*** Available data ***
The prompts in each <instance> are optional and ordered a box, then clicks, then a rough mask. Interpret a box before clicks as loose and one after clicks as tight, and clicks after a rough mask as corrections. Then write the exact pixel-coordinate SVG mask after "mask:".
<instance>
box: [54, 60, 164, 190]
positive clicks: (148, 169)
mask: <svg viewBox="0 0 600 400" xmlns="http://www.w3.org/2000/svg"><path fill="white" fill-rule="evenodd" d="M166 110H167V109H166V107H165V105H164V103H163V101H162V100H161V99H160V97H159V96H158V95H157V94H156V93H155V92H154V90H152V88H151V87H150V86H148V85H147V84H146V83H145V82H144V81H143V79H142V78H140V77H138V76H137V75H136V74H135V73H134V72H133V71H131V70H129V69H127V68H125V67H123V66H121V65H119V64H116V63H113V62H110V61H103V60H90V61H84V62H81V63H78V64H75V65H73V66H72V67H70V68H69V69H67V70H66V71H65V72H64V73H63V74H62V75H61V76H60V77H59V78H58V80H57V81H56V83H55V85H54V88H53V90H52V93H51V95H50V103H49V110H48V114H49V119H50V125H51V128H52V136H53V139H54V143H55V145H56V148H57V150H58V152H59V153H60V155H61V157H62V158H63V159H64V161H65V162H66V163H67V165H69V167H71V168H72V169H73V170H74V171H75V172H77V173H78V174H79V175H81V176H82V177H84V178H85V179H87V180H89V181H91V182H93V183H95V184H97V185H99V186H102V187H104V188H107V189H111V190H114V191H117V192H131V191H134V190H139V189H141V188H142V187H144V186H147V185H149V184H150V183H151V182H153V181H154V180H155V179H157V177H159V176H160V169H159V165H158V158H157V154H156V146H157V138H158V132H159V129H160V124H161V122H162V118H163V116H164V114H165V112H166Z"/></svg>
*** End of Available data ***
§ **What is being asked**: Repeat the listing. Keep every character the same.

§ **Result for this task**:
The prompts in each <instance> are optional and ordered a box, then clicks, then a rough mask. Interpret a box before clicks as loose and one after clicks as tight, and clicks after a rough mask as corrections. Then write the exact pixel-coordinate SVG mask after "mask:".
<instance>
box: [54, 60, 164, 190]
positive clicks: (148, 169)
mask: <svg viewBox="0 0 600 400" xmlns="http://www.w3.org/2000/svg"><path fill="white" fill-rule="evenodd" d="M166 110H167V109H166V107H165V105H164V103H163V101H162V100H161V99H160V97H159V96H158V95H157V94H156V93H155V92H154V90H152V88H151V87H150V86H148V85H147V84H146V83H145V82H144V81H143V79H142V78H140V77H138V76H137V75H136V74H135V73H134V72H133V71H131V70H129V69H127V68H125V67H123V66H121V65H119V64H116V63H113V62H110V61H103V60H90V61H84V62H81V63H78V64H75V65H73V66H72V67H70V68H69V69H67V70H66V71H65V72H64V73H63V74H62V75H61V76H60V77H59V78H58V80H57V81H56V83H55V85H54V88H53V90H52V93H51V95H50V103H49V110H48V114H49V119H50V125H51V128H52V136H53V139H54V143H55V145H56V148H57V150H58V152H59V153H60V155H61V157H62V158H63V159H64V161H65V162H66V163H67V165H69V167H71V168H72V169H73V170H74V171H75V172H77V173H78V174H79V175H81V176H82V177H84V178H85V179H87V180H89V181H91V182H93V183H95V184H97V185H99V186H102V187H104V188H107V189H111V190H114V191H117V192H131V191H134V190H139V189H141V188H142V187H144V186H147V185H149V184H150V183H151V182H153V181H154V180H155V179H157V177H159V176H160V169H159V165H158V158H157V154H156V146H157V138H158V132H159V129H160V124H161V122H162V118H163V116H164V114H165V112H166Z"/></svg>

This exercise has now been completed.